(Records of labeled points)
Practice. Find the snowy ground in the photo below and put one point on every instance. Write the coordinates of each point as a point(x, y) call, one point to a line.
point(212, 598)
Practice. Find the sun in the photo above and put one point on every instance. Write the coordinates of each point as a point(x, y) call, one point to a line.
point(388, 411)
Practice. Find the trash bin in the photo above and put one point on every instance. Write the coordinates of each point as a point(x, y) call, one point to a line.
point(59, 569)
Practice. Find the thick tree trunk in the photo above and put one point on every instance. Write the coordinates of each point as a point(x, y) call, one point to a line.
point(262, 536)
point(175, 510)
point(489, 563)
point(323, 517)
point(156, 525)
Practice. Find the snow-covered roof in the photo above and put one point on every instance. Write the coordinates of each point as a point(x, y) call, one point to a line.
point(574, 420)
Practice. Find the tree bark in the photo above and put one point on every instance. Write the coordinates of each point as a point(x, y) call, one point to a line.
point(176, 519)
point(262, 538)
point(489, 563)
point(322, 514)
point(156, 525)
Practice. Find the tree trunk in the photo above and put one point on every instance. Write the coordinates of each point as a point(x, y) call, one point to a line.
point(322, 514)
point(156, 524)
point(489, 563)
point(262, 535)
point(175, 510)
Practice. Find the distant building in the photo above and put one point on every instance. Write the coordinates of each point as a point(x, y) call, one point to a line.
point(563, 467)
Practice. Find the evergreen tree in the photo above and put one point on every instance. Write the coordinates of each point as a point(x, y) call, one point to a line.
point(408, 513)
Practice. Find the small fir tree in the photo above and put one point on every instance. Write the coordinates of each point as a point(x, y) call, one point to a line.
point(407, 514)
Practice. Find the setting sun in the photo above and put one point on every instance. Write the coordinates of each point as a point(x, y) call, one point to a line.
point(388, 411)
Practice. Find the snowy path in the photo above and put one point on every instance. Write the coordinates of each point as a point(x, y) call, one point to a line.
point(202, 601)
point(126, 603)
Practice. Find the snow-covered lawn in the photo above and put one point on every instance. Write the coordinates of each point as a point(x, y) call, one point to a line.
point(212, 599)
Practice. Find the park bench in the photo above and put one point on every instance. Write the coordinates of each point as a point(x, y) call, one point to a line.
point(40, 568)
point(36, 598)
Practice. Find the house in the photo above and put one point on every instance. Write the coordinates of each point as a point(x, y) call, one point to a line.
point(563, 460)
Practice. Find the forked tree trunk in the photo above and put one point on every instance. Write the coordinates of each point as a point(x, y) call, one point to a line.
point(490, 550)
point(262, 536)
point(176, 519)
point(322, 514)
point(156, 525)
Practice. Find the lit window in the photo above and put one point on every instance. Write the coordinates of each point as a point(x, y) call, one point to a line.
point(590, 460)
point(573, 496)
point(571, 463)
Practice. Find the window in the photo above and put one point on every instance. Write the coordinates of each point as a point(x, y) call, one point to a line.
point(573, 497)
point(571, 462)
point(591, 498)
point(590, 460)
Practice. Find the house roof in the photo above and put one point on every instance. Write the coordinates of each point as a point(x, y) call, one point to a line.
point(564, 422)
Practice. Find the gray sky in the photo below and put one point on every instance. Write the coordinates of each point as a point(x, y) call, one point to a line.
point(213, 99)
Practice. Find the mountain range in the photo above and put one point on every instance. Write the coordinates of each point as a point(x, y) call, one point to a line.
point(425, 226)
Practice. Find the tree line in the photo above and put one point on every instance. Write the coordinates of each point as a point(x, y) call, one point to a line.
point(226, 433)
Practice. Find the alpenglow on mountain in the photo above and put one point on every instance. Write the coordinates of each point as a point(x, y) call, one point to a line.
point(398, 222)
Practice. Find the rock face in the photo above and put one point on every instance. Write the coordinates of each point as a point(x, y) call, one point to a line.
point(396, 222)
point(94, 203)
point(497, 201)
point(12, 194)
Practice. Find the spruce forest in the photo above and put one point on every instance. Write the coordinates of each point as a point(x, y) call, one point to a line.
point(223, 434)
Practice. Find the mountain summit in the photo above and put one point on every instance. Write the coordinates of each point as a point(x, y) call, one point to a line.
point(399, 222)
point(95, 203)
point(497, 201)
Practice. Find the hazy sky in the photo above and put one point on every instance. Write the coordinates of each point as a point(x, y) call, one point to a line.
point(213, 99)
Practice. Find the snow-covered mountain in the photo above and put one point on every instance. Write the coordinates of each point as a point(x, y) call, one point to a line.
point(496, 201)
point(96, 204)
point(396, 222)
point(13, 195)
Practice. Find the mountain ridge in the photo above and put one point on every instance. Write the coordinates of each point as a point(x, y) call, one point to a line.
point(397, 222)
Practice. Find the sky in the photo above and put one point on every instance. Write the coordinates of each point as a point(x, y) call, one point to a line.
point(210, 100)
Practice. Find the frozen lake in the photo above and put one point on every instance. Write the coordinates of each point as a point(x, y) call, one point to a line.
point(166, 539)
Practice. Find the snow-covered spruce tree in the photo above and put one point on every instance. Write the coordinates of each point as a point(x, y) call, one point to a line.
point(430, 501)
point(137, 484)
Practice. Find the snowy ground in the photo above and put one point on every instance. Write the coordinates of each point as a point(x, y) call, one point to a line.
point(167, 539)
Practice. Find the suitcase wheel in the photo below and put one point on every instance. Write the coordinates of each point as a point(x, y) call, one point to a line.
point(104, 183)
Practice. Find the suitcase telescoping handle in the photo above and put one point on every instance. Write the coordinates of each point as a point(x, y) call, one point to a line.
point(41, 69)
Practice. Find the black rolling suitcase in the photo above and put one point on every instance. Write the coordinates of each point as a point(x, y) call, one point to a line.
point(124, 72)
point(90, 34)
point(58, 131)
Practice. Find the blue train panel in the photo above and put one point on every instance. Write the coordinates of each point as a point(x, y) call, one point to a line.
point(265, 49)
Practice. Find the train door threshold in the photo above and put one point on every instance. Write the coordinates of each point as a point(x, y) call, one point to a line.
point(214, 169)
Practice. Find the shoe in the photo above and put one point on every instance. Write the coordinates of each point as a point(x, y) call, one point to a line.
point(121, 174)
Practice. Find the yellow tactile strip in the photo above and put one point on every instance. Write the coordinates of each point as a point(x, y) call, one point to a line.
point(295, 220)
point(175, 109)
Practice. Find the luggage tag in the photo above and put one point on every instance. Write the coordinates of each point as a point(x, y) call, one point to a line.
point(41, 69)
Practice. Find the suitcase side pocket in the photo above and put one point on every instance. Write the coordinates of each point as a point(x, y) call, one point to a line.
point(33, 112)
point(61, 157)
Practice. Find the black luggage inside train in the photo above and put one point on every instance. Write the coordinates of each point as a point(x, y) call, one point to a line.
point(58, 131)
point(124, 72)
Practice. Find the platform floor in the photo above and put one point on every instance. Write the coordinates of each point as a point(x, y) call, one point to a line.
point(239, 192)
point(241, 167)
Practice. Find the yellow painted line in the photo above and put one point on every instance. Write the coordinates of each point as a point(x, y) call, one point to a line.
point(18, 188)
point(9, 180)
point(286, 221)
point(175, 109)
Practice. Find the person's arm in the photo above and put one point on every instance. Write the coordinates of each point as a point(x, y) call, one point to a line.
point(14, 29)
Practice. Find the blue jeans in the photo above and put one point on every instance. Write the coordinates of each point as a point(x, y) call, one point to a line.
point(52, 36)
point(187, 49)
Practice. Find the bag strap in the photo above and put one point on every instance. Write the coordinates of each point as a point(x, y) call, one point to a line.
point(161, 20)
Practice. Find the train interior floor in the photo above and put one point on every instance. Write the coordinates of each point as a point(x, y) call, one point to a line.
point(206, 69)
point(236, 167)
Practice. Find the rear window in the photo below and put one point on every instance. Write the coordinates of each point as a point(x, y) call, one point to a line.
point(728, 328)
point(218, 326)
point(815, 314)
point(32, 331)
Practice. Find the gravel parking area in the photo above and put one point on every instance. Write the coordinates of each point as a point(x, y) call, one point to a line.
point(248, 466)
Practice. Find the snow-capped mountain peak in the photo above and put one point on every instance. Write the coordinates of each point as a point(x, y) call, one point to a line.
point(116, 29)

### Set problem
Please copy the material from its start through the line that contains "point(212, 598)", including the requests, and multiply each coordinate in the answers by 1.55, rounding to whole numbers with halves going up. Leave the requests and their format samples unchanged.

### Exercise output
Practice. Find the snowy ground in the photo below and put one point on every instance. Write the coordinates of each point as a point(x, y) call, one point to a line.
point(329, 927)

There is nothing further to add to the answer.